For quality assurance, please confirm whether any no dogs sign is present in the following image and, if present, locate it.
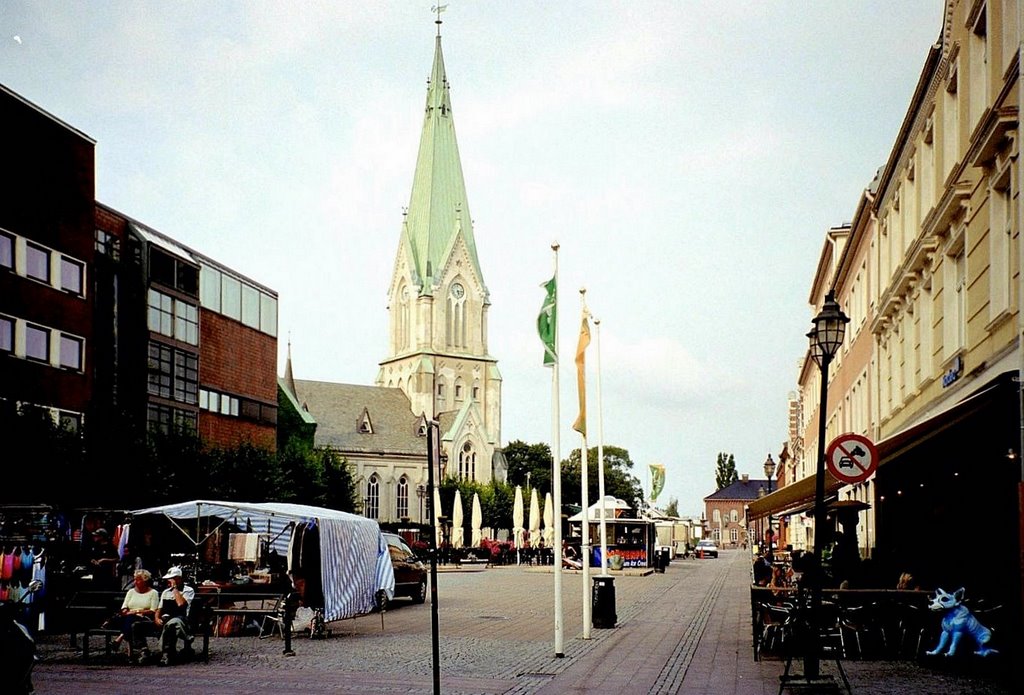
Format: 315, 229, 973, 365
825, 433, 879, 485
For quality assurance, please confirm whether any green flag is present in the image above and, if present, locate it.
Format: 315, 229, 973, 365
650, 464, 665, 504
537, 277, 558, 366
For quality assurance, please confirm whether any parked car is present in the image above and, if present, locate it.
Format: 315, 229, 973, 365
383, 532, 427, 603
695, 538, 718, 558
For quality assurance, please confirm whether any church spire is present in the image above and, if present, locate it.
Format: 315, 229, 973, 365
402, 24, 483, 295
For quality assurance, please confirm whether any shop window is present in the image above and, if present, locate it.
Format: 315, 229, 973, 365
0, 231, 14, 269
25, 243, 50, 285
60, 256, 85, 297
0, 316, 14, 352
60, 335, 85, 372
25, 323, 50, 363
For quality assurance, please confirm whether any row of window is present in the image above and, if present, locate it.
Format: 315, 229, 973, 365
200, 263, 278, 336
147, 289, 199, 345
0, 229, 85, 297
0, 314, 85, 372
148, 341, 199, 405
199, 389, 278, 425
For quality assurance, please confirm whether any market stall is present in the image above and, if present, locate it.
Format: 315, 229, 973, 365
132, 499, 394, 622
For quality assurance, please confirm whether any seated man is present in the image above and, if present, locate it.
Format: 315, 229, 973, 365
135, 567, 196, 666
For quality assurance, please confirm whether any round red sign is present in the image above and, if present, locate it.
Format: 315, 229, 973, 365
825, 433, 879, 484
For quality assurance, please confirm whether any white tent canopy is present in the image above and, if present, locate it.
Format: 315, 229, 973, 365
132, 499, 394, 621
569, 494, 633, 522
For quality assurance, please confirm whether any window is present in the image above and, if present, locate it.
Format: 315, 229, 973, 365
25, 244, 50, 284
60, 256, 85, 297
25, 323, 50, 362
397, 476, 409, 519
459, 441, 476, 480
60, 334, 84, 372
0, 231, 14, 269
988, 167, 1014, 321
366, 473, 380, 519
199, 265, 220, 313
0, 316, 14, 352
259, 293, 278, 336
242, 285, 259, 329
220, 275, 242, 320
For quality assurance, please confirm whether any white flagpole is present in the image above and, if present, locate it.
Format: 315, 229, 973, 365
594, 318, 608, 576
551, 242, 565, 658
580, 288, 593, 640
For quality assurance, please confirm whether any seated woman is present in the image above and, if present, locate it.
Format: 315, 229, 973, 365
115, 569, 160, 656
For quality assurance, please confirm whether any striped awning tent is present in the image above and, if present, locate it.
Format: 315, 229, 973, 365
132, 499, 394, 621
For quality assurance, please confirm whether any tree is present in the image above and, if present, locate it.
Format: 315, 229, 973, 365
715, 451, 739, 489
502, 439, 553, 492
562, 446, 643, 507
665, 497, 679, 517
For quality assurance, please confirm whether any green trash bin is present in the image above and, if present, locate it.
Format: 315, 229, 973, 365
591, 575, 618, 627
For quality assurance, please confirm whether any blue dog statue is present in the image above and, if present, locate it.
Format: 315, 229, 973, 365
926, 588, 997, 656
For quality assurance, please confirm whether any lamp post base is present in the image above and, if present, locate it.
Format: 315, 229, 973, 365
778, 675, 849, 693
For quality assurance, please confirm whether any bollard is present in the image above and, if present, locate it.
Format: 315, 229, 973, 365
591, 575, 618, 628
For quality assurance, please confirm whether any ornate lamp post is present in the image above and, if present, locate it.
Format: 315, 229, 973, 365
765, 451, 775, 562
804, 290, 850, 680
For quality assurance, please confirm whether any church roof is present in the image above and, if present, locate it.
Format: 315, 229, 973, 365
401, 35, 483, 295
295, 379, 427, 457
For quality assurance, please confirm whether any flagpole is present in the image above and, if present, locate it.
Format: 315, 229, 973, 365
551, 242, 565, 658
577, 288, 592, 640
594, 318, 608, 576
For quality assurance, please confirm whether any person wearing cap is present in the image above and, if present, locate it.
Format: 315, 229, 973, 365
143, 567, 196, 666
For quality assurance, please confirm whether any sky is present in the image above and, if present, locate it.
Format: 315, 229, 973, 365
0, 0, 944, 516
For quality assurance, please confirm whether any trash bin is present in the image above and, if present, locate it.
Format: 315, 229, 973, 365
591, 575, 618, 627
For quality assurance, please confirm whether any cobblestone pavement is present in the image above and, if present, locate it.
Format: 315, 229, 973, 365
29, 551, 1016, 695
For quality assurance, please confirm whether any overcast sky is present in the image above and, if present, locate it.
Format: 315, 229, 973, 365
0, 0, 944, 515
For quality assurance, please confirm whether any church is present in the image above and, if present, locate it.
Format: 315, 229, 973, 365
280, 23, 506, 522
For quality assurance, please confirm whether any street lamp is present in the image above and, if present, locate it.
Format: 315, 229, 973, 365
765, 451, 775, 562
804, 290, 850, 680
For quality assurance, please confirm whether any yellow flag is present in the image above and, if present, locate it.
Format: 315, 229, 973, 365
572, 313, 590, 437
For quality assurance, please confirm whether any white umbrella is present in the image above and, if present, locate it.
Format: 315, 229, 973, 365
512, 485, 522, 550
452, 490, 464, 548
529, 487, 541, 548
544, 492, 555, 548
470, 492, 483, 548
434, 487, 444, 548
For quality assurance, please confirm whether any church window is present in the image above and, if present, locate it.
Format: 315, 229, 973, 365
445, 283, 466, 347
366, 473, 381, 519
459, 441, 476, 480
397, 476, 409, 519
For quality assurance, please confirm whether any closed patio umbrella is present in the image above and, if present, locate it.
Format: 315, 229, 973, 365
434, 487, 444, 548
512, 485, 523, 564
529, 487, 541, 548
470, 492, 483, 548
544, 492, 555, 548
452, 490, 464, 548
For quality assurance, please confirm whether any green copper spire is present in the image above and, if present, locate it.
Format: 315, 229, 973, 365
402, 34, 483, 295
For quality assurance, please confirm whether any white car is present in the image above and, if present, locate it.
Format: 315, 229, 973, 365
694, 538, 718, 558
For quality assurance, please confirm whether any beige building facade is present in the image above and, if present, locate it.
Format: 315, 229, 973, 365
752, 0, 1024, 602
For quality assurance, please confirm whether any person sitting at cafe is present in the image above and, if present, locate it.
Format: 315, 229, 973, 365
754, 553, 771, 587
134, 567, 196, 666
114, 569, 160, 657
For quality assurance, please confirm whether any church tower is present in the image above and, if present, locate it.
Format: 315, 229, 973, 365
377, 20, 505, 489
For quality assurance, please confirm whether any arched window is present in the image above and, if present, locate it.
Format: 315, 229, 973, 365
396, 285, 412, 348
364, 473, 381, 519
459, 441, 476, 480
445, 280, 466, 347
398, 476, 409, 519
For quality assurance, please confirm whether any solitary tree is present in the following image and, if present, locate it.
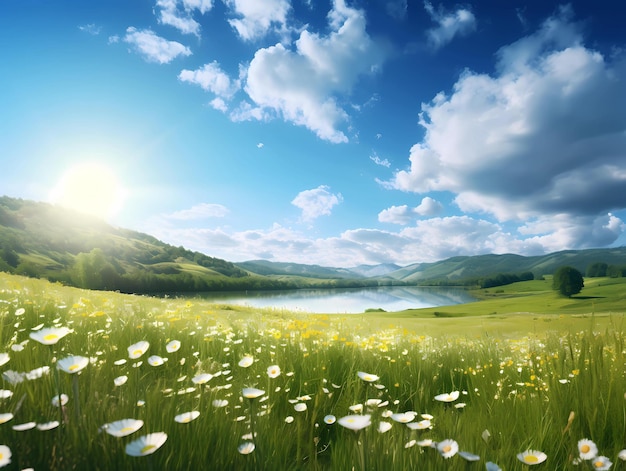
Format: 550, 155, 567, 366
552, 267, 585, 298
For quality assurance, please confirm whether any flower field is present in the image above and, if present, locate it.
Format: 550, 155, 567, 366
0, 274, 626, 471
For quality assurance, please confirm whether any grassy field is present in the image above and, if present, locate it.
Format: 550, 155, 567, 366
0, 273, 626, 471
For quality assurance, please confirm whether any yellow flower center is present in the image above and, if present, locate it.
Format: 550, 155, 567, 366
141, 445, 156, 455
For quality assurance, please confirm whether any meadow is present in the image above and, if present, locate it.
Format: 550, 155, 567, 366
0, 273, 626, 471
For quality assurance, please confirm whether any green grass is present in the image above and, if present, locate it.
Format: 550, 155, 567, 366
0, 273, 626, 471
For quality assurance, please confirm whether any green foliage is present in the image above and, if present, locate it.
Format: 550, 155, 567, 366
552, 266, 585, 298
0, 274, 626, 471
585, 262, 609, 278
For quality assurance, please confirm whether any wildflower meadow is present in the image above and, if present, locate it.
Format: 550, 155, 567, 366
0, 274, 626, 471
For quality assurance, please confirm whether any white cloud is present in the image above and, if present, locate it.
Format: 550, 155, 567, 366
424, 1, 476, 49
124, 26, 191, 64
291, 185, 343, 221
178, 61, 241, 99
370, 153, 391, 168
245, 0, 383, 143
164, 203, 229, 220
78, 23, 102, 36
147, 216, 560, 267
385, 0, 408, 20
156, 0, 213, 37
224, 0, 291, 41
387, 8, 626, 250
378, 196, 443, 226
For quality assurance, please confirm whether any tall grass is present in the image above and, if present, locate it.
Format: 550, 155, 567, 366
0, 275, 626, 471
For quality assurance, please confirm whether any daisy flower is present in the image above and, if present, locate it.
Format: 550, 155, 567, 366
267, 365, 280, 378
241, 388, 265, 399
0, 445, 11, 468
57, 355, 89, 374
578, 438, 598, 460
113, 375, 128, 386
0, 412, 13, 424
52, 394, 70, 407
591, 456, 613, 471
148, 355, 167, 366
174, 410, 200, 424
37, 420, 61, 432
437, 438, 459, 459
126, 432, 167, 456
357, 371, 380, 383
337, 415, 372, 431
128, 340, 150, 360
517, 450, 548, 465
11, 422, 37, 432
378, 421, 393, 433
435, 391, 460, 402
191, 373, 213, 384
29, 327, 71, 345
102, 419, 143, 438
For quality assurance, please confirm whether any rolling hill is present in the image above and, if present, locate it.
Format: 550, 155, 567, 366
0, 196, 626, 293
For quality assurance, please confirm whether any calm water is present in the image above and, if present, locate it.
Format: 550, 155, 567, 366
195, 286, 475, 314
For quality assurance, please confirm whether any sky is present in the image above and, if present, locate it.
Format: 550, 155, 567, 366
0, 0, 626, 267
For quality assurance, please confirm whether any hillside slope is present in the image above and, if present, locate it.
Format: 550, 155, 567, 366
0, 196, 249, 292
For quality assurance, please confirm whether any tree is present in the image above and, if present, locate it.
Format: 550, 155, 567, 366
552, 266, 585, 298
587, 262, 608, 278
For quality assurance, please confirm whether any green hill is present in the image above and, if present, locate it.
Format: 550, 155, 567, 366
387, 251, 626, 284
0, 196, 253, 293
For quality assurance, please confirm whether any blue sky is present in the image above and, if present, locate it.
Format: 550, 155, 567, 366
0, 0, 626, 267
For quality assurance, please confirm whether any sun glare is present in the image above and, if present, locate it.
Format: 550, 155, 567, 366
50, 162, 125, 220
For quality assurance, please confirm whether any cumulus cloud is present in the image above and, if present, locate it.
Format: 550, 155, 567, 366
387, 8, 626, 249
178, 61, 241, 99
78, 23, 102, 36
225, 0, 291, 41
370, 153, 391, 168
144, 216, 560, 267
165, 203, 229, 221
291, 185, 343, 221
378, 196, 443, 226
424, 1, 476, 49
156, 0, 213, 36
245, 0, 384, 143
124, 26, 191, 64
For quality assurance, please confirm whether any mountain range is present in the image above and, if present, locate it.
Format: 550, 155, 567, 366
0, 196, 626, 292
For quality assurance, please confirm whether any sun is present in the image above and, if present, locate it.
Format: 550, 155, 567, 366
50, 162, 126, 220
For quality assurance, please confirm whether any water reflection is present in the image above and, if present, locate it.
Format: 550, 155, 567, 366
195, 286, 475, 314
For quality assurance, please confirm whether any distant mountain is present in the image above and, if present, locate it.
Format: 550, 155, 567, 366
0, 196, 626, 293
386, 251, 626, 284
349, 263, 401, 278
235, 260, 366, 279
0, 196, 250, 293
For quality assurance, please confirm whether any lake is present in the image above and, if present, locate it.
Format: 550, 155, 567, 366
199, 286, 476, 314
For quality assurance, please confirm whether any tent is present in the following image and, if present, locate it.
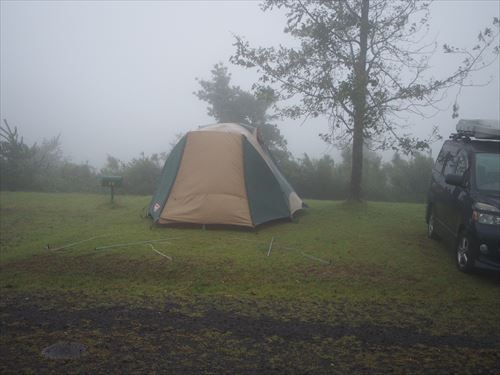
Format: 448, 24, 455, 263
148, 123, 303, 227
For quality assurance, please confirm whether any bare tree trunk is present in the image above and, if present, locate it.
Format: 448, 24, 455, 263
349, 0, 370, 201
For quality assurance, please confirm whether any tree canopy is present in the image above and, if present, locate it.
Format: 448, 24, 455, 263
231, 0, 499, 200
194, 64, 289, 163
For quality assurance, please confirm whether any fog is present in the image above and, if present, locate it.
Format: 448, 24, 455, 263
0, 1, 500, 167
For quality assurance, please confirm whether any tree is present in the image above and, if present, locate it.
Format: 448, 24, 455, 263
231, 0, 500, 200
0, 119, 62, 190
194, 64, 289, 164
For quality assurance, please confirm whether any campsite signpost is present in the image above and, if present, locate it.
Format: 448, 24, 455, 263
101, 176, 123, 203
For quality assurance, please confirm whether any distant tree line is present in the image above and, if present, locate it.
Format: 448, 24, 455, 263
0, 122, 433, 202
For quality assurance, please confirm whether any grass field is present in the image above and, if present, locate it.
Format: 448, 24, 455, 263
0, 192, 500, 374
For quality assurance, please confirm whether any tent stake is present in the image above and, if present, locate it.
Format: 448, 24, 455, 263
267, 237, 274, 256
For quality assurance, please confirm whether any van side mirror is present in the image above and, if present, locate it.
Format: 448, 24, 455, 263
444, 174, 465, 187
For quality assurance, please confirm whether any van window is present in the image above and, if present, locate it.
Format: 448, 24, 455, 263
455, 150, 469, 176
444, 152, 457, 176
476, 153, 500, 191
434, 146, 449, 173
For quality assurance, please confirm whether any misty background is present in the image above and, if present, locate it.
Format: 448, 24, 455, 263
0, 1, 500, 168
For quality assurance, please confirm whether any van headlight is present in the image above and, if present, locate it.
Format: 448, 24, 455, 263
472, 202, 500, 225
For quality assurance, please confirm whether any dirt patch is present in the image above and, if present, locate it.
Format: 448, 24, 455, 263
0, 295, 500, 374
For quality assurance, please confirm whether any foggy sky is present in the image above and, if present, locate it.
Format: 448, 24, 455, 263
0, 0, 500, 167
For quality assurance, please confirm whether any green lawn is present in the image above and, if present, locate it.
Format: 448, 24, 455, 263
0, 192, 500, 373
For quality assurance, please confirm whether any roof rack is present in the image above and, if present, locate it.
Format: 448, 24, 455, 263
458, 119, 500, 140
450, 132, 474, 142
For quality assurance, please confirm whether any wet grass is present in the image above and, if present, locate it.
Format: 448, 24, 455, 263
0, 192, 500, 373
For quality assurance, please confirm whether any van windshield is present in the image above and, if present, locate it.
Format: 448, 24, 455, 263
476, 153, 500, 193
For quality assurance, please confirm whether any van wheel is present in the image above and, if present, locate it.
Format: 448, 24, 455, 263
427, 208, 439, 240
456, 232, 474, 272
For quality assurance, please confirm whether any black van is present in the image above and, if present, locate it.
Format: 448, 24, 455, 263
426, 120, 500, 272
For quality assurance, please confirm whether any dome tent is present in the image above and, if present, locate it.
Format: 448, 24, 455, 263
148, 123, 303, 227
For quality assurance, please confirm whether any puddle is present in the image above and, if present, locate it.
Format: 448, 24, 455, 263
42, 341, 87, 359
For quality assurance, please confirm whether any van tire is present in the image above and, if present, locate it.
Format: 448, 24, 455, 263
455, 231, 475, 273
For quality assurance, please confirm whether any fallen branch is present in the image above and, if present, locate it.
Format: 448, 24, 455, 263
46, 234, 108, 251
146, 243, 172, 261
95, 237, 183, 250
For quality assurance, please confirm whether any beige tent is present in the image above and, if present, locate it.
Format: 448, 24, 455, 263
————
YOUR TASK | Between the lines holding "For quality assurance, please confirm whether any cumulus" and "199, 286, 476, 314", inclusive, swap "locate it" for "mark its position" and write out only those lines of the data, with nothing else changed.

THE RESULT |
For quality assurance, please confirm whether any cumulus cloud is present in the image above and, if present, mark its position.
Format: 550, 155, 567, 366
387, 8, 626, 249
178, 61, 241, 99
78, 23, 102, 36
225, 0, 291, 41
370, 153, 391, 168
144, 216, 560, 267
165, 203, 229, 221
291, 185, 343, 221
378, 196, 443, 226
424, 1, 476, 49
156, 0, 213, 36
245, 0, 384, 143
124, 26, 191, 64
For quality assurance, please confirm whether any mountain range is present in the image above and, if present, mark its position.
Format: 550, 155, 567, 366
0, 196, 626, 292
For quality assurance, please confirm whether any sun is present in the image above and, if present, mark its position.
Format: 550, 155, 567, 366
50, 162, 126, 220
For quality assurance, please confirm whether any water reflection is present in the image above and, if present, mark its position.
Format: 550, 155, 567, 366
195, 286, 475, 314
For quality assurance, please confirm whether any distant mountain is present in the image above and, if present, mark its position.
Format: 550, 155, 567, 366
0, 196, 626, 293
386, 251, 626, 284
349, 263, 401, 278
235, 260, 366, 279
0, 196, 250, 293
For quality assurance, please confirm whether any lake is present in the image above and, if present, mark its position.
Format: 550, 155, 567, 366
199, 286, 476, 314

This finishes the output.